--- SUPPLIED INFORMATION Enclosed Below ---

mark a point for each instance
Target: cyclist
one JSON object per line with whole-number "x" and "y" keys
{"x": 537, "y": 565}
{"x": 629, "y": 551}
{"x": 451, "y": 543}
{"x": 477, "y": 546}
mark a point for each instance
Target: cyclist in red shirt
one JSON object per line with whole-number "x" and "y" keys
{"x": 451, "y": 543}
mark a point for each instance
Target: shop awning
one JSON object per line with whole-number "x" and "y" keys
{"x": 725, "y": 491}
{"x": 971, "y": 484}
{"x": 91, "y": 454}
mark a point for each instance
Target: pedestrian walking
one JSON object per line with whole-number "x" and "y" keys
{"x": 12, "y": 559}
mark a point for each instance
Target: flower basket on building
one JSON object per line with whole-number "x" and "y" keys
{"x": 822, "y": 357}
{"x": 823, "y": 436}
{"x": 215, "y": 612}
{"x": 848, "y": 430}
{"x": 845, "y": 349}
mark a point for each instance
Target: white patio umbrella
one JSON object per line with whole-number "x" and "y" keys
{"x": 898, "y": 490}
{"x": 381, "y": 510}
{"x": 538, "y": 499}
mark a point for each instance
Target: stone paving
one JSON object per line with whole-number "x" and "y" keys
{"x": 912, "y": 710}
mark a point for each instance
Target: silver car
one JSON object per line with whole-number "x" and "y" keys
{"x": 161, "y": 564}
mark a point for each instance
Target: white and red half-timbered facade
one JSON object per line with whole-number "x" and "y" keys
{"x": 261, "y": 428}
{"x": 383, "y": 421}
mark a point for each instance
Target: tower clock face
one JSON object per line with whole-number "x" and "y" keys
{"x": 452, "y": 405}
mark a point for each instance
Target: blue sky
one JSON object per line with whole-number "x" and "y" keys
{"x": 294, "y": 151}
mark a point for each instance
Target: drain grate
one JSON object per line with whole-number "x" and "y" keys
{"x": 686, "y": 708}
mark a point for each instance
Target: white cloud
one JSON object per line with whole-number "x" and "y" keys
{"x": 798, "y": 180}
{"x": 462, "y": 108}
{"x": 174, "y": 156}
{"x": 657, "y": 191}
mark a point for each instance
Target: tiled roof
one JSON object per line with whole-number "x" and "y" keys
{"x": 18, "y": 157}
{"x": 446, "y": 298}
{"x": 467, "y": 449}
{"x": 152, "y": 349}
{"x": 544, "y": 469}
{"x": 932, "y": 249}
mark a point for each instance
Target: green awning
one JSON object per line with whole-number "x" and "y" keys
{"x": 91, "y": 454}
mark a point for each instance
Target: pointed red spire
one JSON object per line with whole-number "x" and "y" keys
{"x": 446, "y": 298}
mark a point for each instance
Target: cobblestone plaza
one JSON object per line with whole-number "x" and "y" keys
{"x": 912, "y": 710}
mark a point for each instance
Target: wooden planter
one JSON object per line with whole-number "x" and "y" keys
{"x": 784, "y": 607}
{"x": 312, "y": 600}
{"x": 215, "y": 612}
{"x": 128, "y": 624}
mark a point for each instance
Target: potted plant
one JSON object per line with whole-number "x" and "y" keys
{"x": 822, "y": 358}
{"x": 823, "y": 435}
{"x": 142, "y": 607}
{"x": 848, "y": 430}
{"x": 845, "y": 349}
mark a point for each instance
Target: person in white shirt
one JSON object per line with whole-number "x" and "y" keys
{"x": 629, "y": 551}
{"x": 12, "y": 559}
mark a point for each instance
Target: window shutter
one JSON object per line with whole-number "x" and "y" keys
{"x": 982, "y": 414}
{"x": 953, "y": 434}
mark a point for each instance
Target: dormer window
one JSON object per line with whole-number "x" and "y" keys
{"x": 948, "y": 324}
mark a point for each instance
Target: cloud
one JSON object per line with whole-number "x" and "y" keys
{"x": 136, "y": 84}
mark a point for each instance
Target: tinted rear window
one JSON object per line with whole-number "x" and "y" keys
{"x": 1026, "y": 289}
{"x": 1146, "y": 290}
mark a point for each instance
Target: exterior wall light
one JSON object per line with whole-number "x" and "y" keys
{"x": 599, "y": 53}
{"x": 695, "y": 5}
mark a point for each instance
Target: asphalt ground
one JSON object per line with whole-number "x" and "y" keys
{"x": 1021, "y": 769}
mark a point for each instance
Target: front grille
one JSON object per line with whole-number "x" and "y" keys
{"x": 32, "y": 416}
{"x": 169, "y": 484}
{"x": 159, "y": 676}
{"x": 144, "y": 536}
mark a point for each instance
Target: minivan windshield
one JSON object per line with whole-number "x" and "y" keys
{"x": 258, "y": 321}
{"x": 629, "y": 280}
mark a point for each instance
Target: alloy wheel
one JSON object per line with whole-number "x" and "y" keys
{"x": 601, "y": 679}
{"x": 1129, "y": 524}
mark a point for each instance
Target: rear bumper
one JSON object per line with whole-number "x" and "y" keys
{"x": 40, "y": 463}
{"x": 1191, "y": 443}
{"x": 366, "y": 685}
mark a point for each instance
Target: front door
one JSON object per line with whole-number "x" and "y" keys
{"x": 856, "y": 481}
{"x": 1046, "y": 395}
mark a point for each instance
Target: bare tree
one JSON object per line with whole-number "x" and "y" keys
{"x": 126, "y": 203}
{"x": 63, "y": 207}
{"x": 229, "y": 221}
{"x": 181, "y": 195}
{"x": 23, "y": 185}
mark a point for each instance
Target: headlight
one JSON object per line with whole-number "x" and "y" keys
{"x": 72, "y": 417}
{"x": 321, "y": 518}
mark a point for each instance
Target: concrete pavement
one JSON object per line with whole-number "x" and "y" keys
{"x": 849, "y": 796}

--- End of Enclosed SUPPLIED INFORMATION ---

What is wanted is the complete set of entries, returned verbatim.

mark a point for each instance
Target: cyclist
one JSON object per line with whole-number "x" and "y" keys
{"x": 537, "y": 565}
{"x": 629, "y": 551}
{"x": 451, "y": 543}
{"x": 477, "y": 546}
mark a point for each instance
Target: cyclist in red shirt
one JSON object per line with whole-number "x" and "y" keys
{"x": 451, "y": 543}
mark a point for each instance
Target: shop awning
one JSON object per line with whole-number "x" and "y" keys
{"x": 725, "y": 491}
{"x": 971, "y": 484}
{"x": 91, "y": 454}
mark a point for each instance
Target: pedestrian walking
one JSON object per line with whole-number "x" and "y" keys
{"x": 12, "y": 559}
mark a point for each instance
Target: flower basket on building
one JSON object per line with whole-number "x" and "y" keys
{"x": 822, "y": 357}
{"x": 823, "y": 436}
{"x": 215, "y": 612}
{"x": 848, "y": 430}
{"x": 845, "y": 349}
mark a point for each instance
Target: white patio umbrella
one JSON object per line with whole-number "x" and "y" keys
{"x": 898, "y": 490}
{"x": 381, "y": 510}
{"x": 538, "y": 499}
mark a point for each instance
Target: stone paving
one JSON object per line with whole-number "x" and "y" keys
{"x": 912, "y": 710}
mark a point for each instance
Target: silver car
one JSON object per line with whole-number "x" and "y" keys
{"x": 161, "y": 564}
mark a point for each instance
Target: white and red half-timbered facade
one JSON object per line with whole-number "x" and "y" keys
{"x": 261, "y": 428}
{"x": 383, "y": 421}
mark a point for each instance
Target: tower clock face
one JSON object per line with whole-number "x" and "y" keys
{"x": 452, "y": 405}
mark a point for each instance
Target: blue sky
one JSON object per line with whole-number "x" and "y" keys
{"x": 294, "y": 151}
mark a point for each instance
Target: drain grate
one JSON object per line with whole-number "x" and "y" keys
{"x": 686, "y": 708}
mark a point for each instance
Target: white cloud
one JSON object per line with whole-number "x" and "y" keys
{"x": 798, "y": 180}
{"x": 462, "y": 108}
{"x": 174, "y": 156}
{"x": 657, "y": 191}
mark a point for each instance
Target: tiled roof
one JSON object per line with whole-number "x" and "y" keys
{"x": 18, "y": 157}
{"x": 446, "y": 298}
{"x": 467, "y": 449}
{"x": 152, "y": 349}
{"x": 544, "y": 469}
{"x": 932, "y": 249}
mark a point for each instance
Target: green awning
one JSON object per line with whole-number "x" and "y" keys
{"x": 91, "y": 454}
mark a point for each instance
Target: pointed red spire
one JSON object per line with whole-number "x" and "y" keys
{"x": 446, "y": 298}
mark a point for each instance
Target: cobblestone plaza
one JSON object per line with whole-number "x" and "y" keys
{"x": 912, "y": 710}
mark a point for each instance
Target: wooden planter
one JSON object per line with whole-number "x" and "y" keys
{"x": 784, "y": 607}
{"x": 312, "y": 600}
{"x": 215, "y": 612}
{"x": 128, "y": 624}
mark a point for each instance
Target: potted plant
one JSON object per line with whole-number "x" and "y" keys
{"x": 822, "y": 358}
{"x": 823, "y": 435}
{"x": 142, "y": 607}
{"x": 848, "y": 430}
{"x": 845, "y": 349}
mark a point for each instance
Target: person in white shirt
one JSON object per line with whole-number "x" and "y" keys
{"x": 629, "y": 551}
{"x": 12, "y": 559}
mark a point for each instance
Target: window shutter
one JSON object per line with whole-number "x" and "y" keys
{"x": 982, "y": 414}
{"x": 953, "y": 434}
mark a point for each instance
Target: dormer window
one JSON object per line with whole-number "x" and "y" keys
{"x": 948, "y": 324}
mark a point for each instance
Target: cloud
one JSON object per line with whole-number "x" and "y" keys
{"x": 136, "y": 84}
mark a point for each instance
Target: tinted rear window
one JSON object per line with whole-number "x" and "y" keys
{"x": 1026, "y": 289}
{"x": 1146, "y": 290}
mark a point for each instance
Target: exterior wall light
one JSON object per line with whole-number "x" and "y" keys
{"x": 599, "y": 53}
{"x": 695, "y": 5}
mark a point for each instance
Target: asphalt ground
one JSON object per line with whole-number "x" and "y" keys
{"x": 1021, "y": 769}
mark a point for each instance
Target: front grille
one JSON object per line with whole-number "x" and "y" keys
{"x": 32, "y": 416}
{"x": 169, "y": 484}
{"x": 159, "y": 676}
{"x": 144, "y": 536}
mark a point for each instance
Target: minivan windshield
one JSON object per line with whole-number "x" and "y" keys
{"x": 258, "y": 321}
{"x": 629, "y": 280}
mark a point for each instance
Target: alloy wheel
one JSON object per line with whole-number "x" and "y" keys
{"x": 601, "y": 679}
{"x": 1129, "y": 524}
mark a point for each instance
Target: rear bumper
one JSON object per line with whole-number "x" and "y" keys
{"x": 40, "y": 463}
{"x": 1191, "y": 443}
{"x": 366, "y": 685}
mark a point for each instance
Target: front door
one JSON object per line with whole-number "x" and "y" keys
{"x": 856, "y": 481}
{"x": 1046, "y": 395}
mark a point for each instance
Target: bare tree
one JSON object per line with whole-number "x" and "y" keys
{"x": 126, "y": 203}
{"x": 63, "y": 207}
{"x": 229, "y": 221}
{"x": 181, "y": 195}
{"x": 23, "y": 185}
mark a point for each instance
Target: headlight
one JSON object per line with whole-number "x" and "y" keys
{"x": 72, "y": 417}
{"x": 321, "y": 518}
mark a point for each instance
Target: concrete pavement
one JSON object per line with whole-number "x" and "y" keys
{"x": 849, "y": 796}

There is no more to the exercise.